Extract provided:
Scientists prove Turing patterns manifest at nanoscale
What connection could possibly exist between the stripes on tropical fish and crystal growth? The answer is the way in which order emerges from randomness through Turing patterns, according to what a research team led by Dr. Fuseya of the University of Electro-Communications, Japan, has recently found. After analyzing a mysterious striped pattern, they observed while trying to grow a monoatomic layer of bismuth, they showed that Turing patterns also exist at the nanoscale.
One of the things the human brain naturally excels at is recognizing all sorts of patterns, such as stripes on zebras, shells of turtles, and even the structure of crystals. Thanks to our progress in math and the natural sciences, we are not limited to just seeing the patterns; we can also understand how they readily originate out of pure randomness.

Records:
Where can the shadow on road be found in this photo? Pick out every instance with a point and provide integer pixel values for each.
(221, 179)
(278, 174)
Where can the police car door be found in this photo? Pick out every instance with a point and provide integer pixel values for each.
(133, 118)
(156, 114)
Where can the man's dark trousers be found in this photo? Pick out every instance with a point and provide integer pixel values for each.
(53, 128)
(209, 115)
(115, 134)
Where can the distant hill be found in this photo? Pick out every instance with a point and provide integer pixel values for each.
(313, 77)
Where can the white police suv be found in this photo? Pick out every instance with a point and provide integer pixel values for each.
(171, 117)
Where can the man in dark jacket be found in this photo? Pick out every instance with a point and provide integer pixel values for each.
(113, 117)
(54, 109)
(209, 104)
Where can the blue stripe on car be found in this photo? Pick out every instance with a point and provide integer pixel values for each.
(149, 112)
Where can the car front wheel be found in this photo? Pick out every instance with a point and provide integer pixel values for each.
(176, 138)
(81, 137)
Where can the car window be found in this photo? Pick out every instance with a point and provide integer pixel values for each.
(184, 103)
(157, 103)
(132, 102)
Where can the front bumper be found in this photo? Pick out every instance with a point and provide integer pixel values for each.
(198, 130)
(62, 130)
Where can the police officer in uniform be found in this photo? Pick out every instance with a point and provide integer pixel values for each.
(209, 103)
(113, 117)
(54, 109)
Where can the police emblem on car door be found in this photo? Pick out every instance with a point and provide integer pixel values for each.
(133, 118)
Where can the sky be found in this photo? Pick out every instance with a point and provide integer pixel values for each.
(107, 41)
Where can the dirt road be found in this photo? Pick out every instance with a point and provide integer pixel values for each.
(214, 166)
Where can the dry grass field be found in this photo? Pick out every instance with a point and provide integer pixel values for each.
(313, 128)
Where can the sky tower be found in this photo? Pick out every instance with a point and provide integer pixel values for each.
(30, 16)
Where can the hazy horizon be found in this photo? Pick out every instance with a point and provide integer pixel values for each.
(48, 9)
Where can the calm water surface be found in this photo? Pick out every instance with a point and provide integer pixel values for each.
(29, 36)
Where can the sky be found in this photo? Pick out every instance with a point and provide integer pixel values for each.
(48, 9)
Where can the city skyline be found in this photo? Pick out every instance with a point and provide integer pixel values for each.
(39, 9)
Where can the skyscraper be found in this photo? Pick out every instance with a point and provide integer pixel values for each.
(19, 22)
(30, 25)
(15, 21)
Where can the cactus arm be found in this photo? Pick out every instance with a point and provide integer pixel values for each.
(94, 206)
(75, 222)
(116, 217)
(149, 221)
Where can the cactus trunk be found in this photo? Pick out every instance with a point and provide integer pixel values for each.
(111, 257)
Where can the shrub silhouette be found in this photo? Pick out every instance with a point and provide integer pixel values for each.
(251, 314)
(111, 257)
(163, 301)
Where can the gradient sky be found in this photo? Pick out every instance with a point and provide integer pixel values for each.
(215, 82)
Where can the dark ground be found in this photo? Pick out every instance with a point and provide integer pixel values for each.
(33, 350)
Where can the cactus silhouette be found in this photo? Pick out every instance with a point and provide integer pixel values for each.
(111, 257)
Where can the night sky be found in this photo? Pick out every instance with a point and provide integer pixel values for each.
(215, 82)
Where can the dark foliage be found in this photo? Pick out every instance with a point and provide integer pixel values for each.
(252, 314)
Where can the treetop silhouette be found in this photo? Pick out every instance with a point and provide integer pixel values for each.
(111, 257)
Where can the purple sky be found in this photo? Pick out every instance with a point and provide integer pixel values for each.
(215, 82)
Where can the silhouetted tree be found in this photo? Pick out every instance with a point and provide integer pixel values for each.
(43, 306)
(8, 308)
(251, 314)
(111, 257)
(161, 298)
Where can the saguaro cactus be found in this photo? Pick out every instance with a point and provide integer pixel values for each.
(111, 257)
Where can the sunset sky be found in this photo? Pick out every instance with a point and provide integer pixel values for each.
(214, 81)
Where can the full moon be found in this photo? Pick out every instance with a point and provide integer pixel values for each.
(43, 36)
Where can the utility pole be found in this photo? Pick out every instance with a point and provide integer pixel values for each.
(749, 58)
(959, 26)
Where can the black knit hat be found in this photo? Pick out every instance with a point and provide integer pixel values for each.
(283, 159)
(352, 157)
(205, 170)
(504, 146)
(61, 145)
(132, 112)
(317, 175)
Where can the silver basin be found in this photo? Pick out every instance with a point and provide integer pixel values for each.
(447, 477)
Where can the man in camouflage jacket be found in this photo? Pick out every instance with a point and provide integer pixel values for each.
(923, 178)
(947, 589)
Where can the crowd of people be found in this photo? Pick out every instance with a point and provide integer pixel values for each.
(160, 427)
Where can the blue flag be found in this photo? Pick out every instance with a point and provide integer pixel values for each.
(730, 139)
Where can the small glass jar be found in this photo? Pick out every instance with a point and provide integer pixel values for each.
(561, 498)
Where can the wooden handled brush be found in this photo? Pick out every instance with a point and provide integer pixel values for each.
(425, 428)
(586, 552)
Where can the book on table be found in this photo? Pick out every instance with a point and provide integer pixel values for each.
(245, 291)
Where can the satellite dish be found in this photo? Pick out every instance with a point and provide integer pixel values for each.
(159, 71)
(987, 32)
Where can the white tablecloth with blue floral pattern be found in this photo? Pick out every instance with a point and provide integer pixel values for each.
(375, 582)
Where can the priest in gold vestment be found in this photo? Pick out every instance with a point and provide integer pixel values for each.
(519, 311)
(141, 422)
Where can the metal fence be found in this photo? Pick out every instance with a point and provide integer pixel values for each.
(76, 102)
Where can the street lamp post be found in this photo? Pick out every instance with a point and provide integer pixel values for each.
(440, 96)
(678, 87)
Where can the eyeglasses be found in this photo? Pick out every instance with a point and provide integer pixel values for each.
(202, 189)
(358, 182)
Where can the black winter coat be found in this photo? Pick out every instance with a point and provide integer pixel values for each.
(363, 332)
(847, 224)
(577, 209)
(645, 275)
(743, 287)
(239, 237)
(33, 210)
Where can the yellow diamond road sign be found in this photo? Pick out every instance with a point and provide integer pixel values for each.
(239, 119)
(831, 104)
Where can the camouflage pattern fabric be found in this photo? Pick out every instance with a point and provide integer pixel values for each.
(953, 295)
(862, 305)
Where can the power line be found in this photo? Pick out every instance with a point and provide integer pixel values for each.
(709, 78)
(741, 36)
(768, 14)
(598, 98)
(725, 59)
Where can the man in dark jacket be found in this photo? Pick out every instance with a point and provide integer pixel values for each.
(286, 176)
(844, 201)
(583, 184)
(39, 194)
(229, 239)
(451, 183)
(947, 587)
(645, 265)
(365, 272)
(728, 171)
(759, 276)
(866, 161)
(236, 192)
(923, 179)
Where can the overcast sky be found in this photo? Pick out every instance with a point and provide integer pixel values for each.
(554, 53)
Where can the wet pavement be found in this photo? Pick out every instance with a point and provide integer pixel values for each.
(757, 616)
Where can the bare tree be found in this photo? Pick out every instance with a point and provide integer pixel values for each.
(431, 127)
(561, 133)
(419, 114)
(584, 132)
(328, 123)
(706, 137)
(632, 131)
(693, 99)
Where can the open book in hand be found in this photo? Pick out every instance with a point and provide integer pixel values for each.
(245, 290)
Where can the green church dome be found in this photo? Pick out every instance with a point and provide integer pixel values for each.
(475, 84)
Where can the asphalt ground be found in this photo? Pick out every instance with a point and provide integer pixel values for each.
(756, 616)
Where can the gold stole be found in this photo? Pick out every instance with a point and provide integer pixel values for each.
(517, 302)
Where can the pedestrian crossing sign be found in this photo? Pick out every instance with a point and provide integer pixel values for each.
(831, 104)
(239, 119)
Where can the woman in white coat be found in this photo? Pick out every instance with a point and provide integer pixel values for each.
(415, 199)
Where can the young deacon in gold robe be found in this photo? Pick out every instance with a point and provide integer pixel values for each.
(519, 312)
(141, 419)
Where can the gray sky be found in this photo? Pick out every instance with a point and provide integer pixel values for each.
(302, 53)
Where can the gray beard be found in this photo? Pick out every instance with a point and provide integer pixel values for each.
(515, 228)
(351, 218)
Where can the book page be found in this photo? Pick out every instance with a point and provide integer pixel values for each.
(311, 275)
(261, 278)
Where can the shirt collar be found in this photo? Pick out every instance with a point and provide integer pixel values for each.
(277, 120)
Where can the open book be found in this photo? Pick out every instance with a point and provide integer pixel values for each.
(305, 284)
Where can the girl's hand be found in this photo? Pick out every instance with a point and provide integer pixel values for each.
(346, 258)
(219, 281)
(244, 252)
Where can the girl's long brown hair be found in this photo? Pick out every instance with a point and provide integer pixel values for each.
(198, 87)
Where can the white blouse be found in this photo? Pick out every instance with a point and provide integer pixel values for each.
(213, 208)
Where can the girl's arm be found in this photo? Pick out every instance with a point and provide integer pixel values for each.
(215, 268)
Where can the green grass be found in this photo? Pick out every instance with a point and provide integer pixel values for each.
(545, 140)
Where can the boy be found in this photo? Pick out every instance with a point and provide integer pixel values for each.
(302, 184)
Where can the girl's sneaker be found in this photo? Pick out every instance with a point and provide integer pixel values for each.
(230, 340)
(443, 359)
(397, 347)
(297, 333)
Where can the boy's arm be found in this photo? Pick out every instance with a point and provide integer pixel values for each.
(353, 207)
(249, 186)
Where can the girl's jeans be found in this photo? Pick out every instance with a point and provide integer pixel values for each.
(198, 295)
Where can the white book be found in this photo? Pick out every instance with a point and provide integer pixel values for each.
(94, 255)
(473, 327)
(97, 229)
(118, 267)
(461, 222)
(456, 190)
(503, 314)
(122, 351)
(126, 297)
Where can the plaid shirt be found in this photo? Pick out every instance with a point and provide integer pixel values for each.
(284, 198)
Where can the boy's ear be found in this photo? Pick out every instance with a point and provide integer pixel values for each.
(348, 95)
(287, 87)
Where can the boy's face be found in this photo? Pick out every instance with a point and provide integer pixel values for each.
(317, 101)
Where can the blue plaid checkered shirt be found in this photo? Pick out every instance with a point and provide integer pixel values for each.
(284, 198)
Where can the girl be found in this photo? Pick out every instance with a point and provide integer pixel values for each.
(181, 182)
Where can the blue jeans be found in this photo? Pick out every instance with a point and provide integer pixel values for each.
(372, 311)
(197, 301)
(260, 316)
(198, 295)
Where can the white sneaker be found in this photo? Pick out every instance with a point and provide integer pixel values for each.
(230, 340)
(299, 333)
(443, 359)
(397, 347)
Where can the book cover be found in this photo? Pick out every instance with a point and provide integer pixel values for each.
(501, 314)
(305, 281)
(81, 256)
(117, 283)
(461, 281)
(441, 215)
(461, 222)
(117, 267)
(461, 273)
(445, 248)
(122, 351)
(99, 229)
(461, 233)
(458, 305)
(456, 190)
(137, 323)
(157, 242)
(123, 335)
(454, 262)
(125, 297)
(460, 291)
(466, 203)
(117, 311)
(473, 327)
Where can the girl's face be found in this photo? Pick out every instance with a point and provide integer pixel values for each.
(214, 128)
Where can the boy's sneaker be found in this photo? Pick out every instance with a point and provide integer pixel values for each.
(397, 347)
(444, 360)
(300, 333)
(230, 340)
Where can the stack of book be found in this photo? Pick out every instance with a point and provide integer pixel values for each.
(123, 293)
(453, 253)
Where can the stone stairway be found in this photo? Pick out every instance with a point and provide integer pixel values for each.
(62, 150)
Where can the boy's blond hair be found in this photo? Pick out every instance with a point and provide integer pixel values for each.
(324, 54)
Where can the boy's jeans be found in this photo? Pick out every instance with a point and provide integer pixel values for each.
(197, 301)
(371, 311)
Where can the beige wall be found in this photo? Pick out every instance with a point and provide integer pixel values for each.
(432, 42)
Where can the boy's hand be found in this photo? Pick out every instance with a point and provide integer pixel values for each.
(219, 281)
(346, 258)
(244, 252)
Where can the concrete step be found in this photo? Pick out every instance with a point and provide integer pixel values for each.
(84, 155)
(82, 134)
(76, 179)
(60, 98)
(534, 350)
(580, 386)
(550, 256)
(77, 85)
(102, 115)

Exercise instructions: Copy the nanoscale-pattern article from "Scientists prove Turing" up to and including "at the nanoscale.", putting "reaction-diffusion patterns" wherever "Turing patterns" appears.

Problem solution:
Scientists prove reaction-diffusion patterns manifest at nanoscale
What connection could possibly exist between the stripes on tropical fish and crystal growth? The answer is the way in which order emerges from randomness through reaction-diffusion patterns, according to what a research team led by Dr. Fuseya of the University of Electro-Communications, Japan, has recently found. After analyzing a mysterious striped pattern, they observed while trying to grow a monoatomic layer of bismuth, they showed that reaction-diffusion patterns also exist at the nanoscale.